>> start Page extract
Streaming Viewing Analysis

Introduction

In this notebook, I'll take a look at my streaming viewing history data from Hulu, Netflix, and Prime Video accounts. I will merge these datasets with an additional dataset that contains more information about the streaming titles like run time, genres, and Imdb score. This will enable me to gain more insight into my streaming history.

Changes to the Project Plan

I turned in my Project Plan when I only had my Netflix data. Since then, I've able to obtain my Hulu and Prime Video data.

My original idea was to compare my streaming data to the top streaming titles but I wasn't able to find a dataset that worked with my data.

Project Challenges

I realized (too late for this project) that Netflix and Prime Video create a new "watch event" every time a stream is paused and played again. This means that my data shows individual titles with artificially high watch counts. I made the decision not to remove the duplicates because doing so would have removed genuine new watch events and I would rather go through the datasets myself to determine which ones to delete.

I removed more data from my streaming viewing history than I would have liked in order to combine them. While Hulu had the best data because it did not count each pause as a new "watch event", the downside was the data came split over multiple PDFs and would have required far more time to clean. I made the decision to stick with the basic data from each streaming service on the basis of time.

I struggled finding an additional dataset that worked with my combined streaming viewing history data. In the end, I stuck with the one that gave me the largest merged dataset. I know I could have used just the three streaming datasets but I wanted the challenge of merging additional data.

Datasets Used

Personal Streaming Viewing History

Hulu
Netflix
Prime Video

Additional dataset

Kaggle - Netflix, Movies, and Popularity

How to Run this Project

Using a Virtual Environment

Clone this repo git clone https://github.com/istarlet/streaming_analysis.git
Create a new folder in the cloned repo called datasets
Download the datasets here and add the downloaded datasets to the datasets folder See note
CD into cloned project folder
Install virtual venv if you don't already have it installed pip install virtualenv
Activate the virtual environment (see intructions here)
Install the requirements.txt file pip install -r requirements.txt
Then run these Juptyer Notebook files: Hulu, Imdb, Netflix, Prime Video BEFORE running the main project notebook Streaming Data

(Note: If you downloaded the dataset as a .zip file, make sure to add the individual datasets to the new datasets folder and not the folder they were zipped in.)
>> end Page extract
>> start Data listing
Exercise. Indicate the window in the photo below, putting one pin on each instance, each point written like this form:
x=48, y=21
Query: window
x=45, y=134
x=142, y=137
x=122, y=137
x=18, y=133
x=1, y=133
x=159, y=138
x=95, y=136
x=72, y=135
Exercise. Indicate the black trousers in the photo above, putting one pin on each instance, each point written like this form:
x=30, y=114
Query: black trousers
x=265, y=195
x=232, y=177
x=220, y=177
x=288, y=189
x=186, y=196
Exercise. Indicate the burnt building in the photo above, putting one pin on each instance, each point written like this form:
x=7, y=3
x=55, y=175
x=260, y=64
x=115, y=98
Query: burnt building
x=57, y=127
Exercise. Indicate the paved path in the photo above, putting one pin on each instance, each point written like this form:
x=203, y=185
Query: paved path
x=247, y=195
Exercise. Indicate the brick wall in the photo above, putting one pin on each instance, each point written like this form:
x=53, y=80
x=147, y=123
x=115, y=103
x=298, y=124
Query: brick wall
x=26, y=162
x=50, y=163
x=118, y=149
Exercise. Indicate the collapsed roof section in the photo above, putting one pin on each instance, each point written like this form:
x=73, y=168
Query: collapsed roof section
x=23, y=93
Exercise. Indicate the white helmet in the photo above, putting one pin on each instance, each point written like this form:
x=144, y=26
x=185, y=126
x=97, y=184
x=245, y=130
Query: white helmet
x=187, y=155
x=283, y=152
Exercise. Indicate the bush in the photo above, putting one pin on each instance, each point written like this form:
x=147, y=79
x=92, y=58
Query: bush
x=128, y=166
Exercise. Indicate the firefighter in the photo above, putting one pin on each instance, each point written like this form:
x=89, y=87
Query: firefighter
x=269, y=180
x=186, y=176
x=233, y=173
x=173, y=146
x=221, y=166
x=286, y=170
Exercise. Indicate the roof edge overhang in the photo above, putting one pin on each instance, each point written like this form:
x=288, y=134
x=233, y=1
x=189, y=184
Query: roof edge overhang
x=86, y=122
>> end Data listing
* **Written request A**: According to the streaming analysis write-up, why were the duplicate watch events left in the data? Answer in one to three sentences.
* **Written request B**:
Decide whether each statement agrees with the streaming analysis write-up. Answer yes or no for each, and quote the deciding words.
(i) Hulu counted each pause as a new watch event.
(ii) The Project Plan was turned in when only the Netflix data was available.
(iii) The main project notebook should be run before the Hulu, Imdb, Netflix, and Prime Video notebooks.
* **Written request C**: Pick up the streaming analysis write-up after its final note and continue it.

* **Final result A**: Removing the duplicates would also have removed genuine new watch events. The author preferred to go through the datasets personally to decide which ones to delete.

* **Final result B**:
(i) No: "Hulu had the best data because it did not count each pause as a new "watch event""
(ii) Yes: "I turned in my Project Plan when I only had my Netflix data."
(iii) No: "Hulu, Imdb, Netflix, Prime Video BEFORE running the main project notebook Streaming Data"

* **Final result C**:
Activating a Virtual Environment

On Mac/Linux

Open the Terminal and create a virtual environment with the command python3 -m venv virtual-env

Activate the virtual environment with the command source virtual-env/bin/activate

On Windows

Open the Command Prompt and create a virtual environment with the command python -m venv virtual-env

Activate the virtual environment with the command virtual-env\Scripts\activate.bat

Deactivate the Virtual Environment

Typedeactivate

Python packages used in this project:

datetime
matplotlib
pandas
seaborn

Project Requirements

1. Loading data - Feature 1

Read TWO data files (JSON, CSV, Excel, etc.).

I read in four CSV files.

AshleyViewingActivity.csv
DigitalPrimeVideoViewingHistory.csv
HuluViewingHistoryUpdated.csv
titles.csv

2. Clean and operate on the data while combining them - Feature 2

Clean your data and perform a pandas merge with your two data sets, then calculate some new values based on the new data set.

I cleaned the each dataset in their own Jupyter Notebook.

Hulu Imdb Netflix Prime Video

I then concatonated the Hulu, Netflix, and Prime Video datasets together.

With my new combined streaming dataset, I merged it with the Imdb dataset.

I added new columns to the merged dataset by extracting the day, month, and hour from the "Date Watched" column.

3. Visualize / Present your data - Feature 3

Make 3 matplotlib or seaborn (or another plotting library) visualizations to display your data.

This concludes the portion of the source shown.